• What is expected: Could you give back every entry below exactly, with the pictures dropped?

(Task input begins)

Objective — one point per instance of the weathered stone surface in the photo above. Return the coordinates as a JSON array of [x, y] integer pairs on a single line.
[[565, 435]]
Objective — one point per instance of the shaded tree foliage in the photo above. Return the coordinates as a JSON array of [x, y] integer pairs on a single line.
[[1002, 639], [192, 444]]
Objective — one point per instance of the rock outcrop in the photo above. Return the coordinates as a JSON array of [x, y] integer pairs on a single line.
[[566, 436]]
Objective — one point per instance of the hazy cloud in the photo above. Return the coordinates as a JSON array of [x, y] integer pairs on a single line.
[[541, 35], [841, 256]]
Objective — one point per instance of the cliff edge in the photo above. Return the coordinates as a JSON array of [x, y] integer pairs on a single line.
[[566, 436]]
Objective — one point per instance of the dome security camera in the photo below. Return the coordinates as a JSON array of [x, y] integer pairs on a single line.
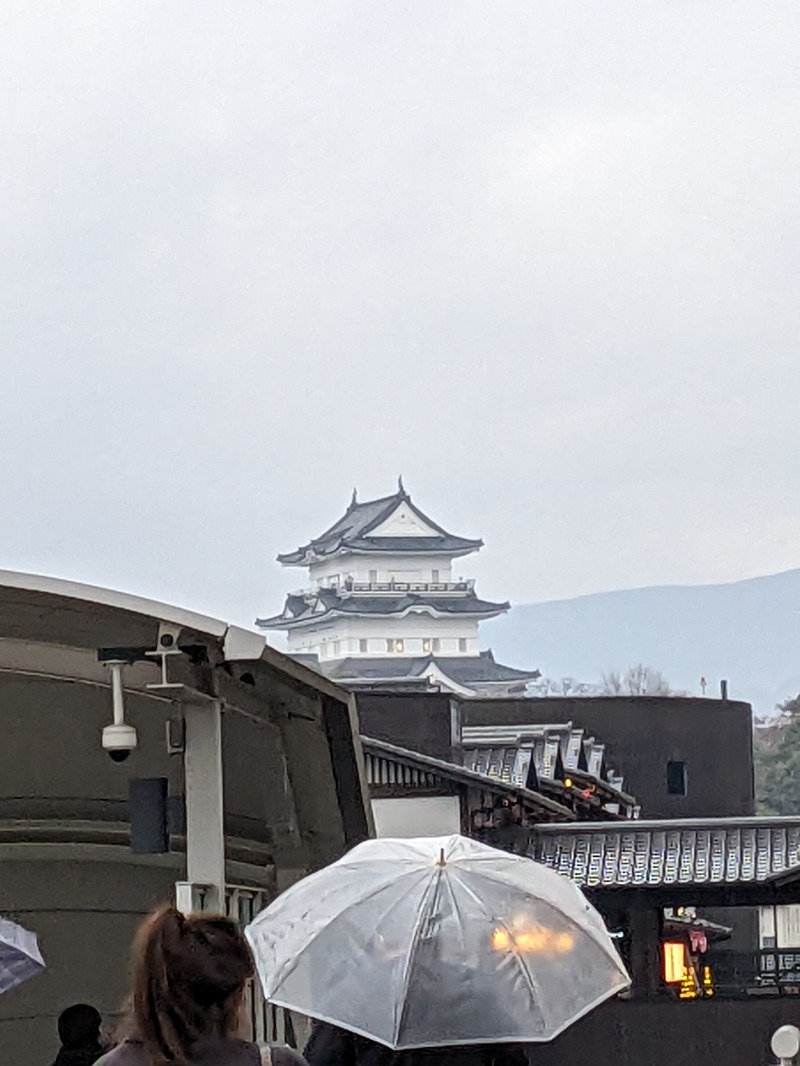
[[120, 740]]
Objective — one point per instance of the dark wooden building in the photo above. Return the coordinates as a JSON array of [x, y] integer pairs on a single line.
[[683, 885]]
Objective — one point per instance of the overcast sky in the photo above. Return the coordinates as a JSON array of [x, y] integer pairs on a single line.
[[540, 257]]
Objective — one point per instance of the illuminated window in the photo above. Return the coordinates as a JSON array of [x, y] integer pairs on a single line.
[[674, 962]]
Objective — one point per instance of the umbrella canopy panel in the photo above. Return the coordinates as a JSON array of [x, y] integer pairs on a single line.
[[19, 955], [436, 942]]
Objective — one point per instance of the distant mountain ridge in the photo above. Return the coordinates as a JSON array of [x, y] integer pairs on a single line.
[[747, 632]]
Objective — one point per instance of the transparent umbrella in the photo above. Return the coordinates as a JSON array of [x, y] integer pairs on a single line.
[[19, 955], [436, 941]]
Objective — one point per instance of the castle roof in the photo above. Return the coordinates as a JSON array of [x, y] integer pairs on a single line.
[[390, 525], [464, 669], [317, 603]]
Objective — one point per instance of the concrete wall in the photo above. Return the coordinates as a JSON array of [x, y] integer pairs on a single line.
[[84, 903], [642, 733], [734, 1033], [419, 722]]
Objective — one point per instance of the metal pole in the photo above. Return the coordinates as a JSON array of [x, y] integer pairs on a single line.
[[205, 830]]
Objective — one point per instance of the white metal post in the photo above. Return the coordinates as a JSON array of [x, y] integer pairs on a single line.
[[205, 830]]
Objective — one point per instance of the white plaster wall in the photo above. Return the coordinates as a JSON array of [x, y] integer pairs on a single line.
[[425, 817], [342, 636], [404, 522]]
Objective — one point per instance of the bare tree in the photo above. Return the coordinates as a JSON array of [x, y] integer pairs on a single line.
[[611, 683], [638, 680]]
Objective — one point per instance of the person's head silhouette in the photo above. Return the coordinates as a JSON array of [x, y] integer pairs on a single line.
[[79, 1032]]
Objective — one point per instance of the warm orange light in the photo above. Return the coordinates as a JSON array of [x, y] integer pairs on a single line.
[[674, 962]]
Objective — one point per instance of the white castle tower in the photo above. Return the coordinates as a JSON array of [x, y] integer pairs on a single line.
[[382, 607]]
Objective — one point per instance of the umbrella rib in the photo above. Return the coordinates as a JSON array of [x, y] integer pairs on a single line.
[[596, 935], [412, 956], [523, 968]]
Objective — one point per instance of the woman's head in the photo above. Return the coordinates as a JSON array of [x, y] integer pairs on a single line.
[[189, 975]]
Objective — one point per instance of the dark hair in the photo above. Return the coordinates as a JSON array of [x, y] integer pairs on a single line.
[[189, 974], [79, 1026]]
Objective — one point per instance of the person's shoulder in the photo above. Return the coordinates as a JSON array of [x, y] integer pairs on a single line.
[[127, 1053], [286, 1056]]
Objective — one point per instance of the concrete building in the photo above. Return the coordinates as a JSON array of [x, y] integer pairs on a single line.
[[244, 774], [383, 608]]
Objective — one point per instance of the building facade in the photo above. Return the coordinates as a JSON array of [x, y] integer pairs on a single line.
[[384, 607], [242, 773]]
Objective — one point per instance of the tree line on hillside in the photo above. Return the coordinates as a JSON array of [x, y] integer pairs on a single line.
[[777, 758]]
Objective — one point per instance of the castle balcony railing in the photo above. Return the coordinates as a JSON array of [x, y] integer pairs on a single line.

(Task input ends)

• The answer:
Objective — one point per instance of the weathered stone surface in the photo above. Return the coordinates as a JSON array of [x, y] integer pairs on a single line.
[[565, 435]]
Objective — one point per instance of the shaded tree foliage in the photo above. Return the coordinates as a JSON array of [x, y] integer pairs on a single line.
[[1002, 639], [192, 444]]
Objective — one point per instance of the rock outcrop in the photo above. Return the coordinates as a JSON array of [x, y] integer pairs on a single line.
[[566, 436]]
Objective — one point per instance of the hazy cloud in the photo above. Return the coordinates as a JSON array of [x, y] integer pairs on a single line.
[[541, 35], [841, 256]]
Objective — one point per instance of the cliff edge in the photo above. Return the coordinates as a JSON array of [x, y] integer pairs on a single line.
[[566, 436]]
Objective — one point per instance of the dome security camera in the photo below. Return the coordinates as a JSON array of [x, y] integer pairs on a single line.
[[120, 740]]
Objective — one point per instance of the dark wooden building in the photo above. Return the coordinates as a JSON array of [x, y] integer pairs on a single line.
[[683, 885]]
Objective — one point per instance of the overcast sky in the photo above. Return the coordinates as a JSON array of [x, y] integer pairs on a single line.
[[540, 257]]
Objective — one point per instance of the illuminated window in the photo above. Return the coordinates as a JSON array of [x, y] integer pairs on a single line.
[[674, 962]]
Objective — one point per instance of the umbrella canopy panel in the photo above. Return the coordinates as a JSON array of [x, y] integer pairs on a single line.
[[19, 955], [436, 942]]
Objective — one point per instance of the distant mountain ridge in the photo above. Return the coordinates as a JSON array of [x, y] integer pairs on a single line.
[[747, 632]]
Objective — one point per instance of the transparent umbrella in the photo above. Return the coordinates as a JSON array of [x, y] integer pairs on a single line.
[[19, 955], [436, 941]]
Objective — one point per instance of the castle roof in the photo above. Return the coordinates as a JSON array of [x, y] integer pairs on a single line.
[[390, 525], [464, 669], [317, 603]]
Objective — one point per instance of the concrete wall in the photo above. Return the coordinates as a JSON array of [x, y] integer pairs on a single line.
[[84, 903], [642, 733], [734, 1033], [419, 722]]
Objective — one point per instance of the metal pole in the photo above. Return the coordinates as a JSON array of [x, y] integer pairs on a single line.
[[205, 830]]
Objective — one point per instance of the white metal post in the photo above. Return the coordinates as a JSON array of [x, y] integer pairs on a single line.
[[205, 830]]
Objective — one point per instance of the white plaster wall in the photo above. Return the coordinates as a JSON array of [x, y] integer pairs on a single line.
[[425, 817], [342, 636], [404, 522]]
Objective — one point per instance of the bare tree in the photo above. Return the coordinates as a JSON array of [x, y] integer pairs on a single line.
[[611, 683], [638, 680]]
Objective — one point per instance of the person's head silhouette in the photo above. Return the coordinates as a JSON array of [x, y] integer pairs on a single line.
[[79, 1032]]
Objective — one point per instance of the warm orange light in the photo above. Return the coordinates as a JSON array of [x, y] integer pairs on a single line.
[[674, 962]]
Objective — one point per instance of the white castle tower in the photo above. Return the coordinates as a JSON array of [x, y] integer pairs on a single line.
[[382, 607]]
Objective — one point per instance of the umbrella rib in the photo above. Return the coordinates as a JSON array of [x, y] integer pairs on a single line.
[[596, 935], [412, 956], [523, 968]]
Objective — one point per instance of the woman's head in the photo above. Return the coordinates as a JSON array of [x, y] integer pairs on a single line.
[[189, 975]]
Objective — one point per instance of the dark hair in the photo above. Return the coordinates as a JSON array of [x, y] integer pairs on a single line.
[[189, 974], [79, 1026]]
Objective — one point per instance of the person's shoulder in the photo above. Return the coordinates as a JSON array of [x, y] integer pairs on a single line.
[[127, 1053], [286, 1056]]
Objective — one point per instance of the concrete building in the photo above. Return the coordinates as a JSON array of [x, y] integer pairs on a single line.
[[244, 774], [383, 608]]
Objective — one point per instance of the building facade in the photo above. Return the coordinates as a JSON array of [x, y] integer pairs on a single line.
[[384, 607], [242, 773]]
Objective — one point per instance of the tree line on hillside in the photo above. Return the coordinates as a JSON array of [x, y] integer pairs on a single line.
[[777, 758]]
Objective — one point per instance of the castle balcony railing in the photo above. Return the coordinates as a JSON array of [x, y] integer pairs on a single line.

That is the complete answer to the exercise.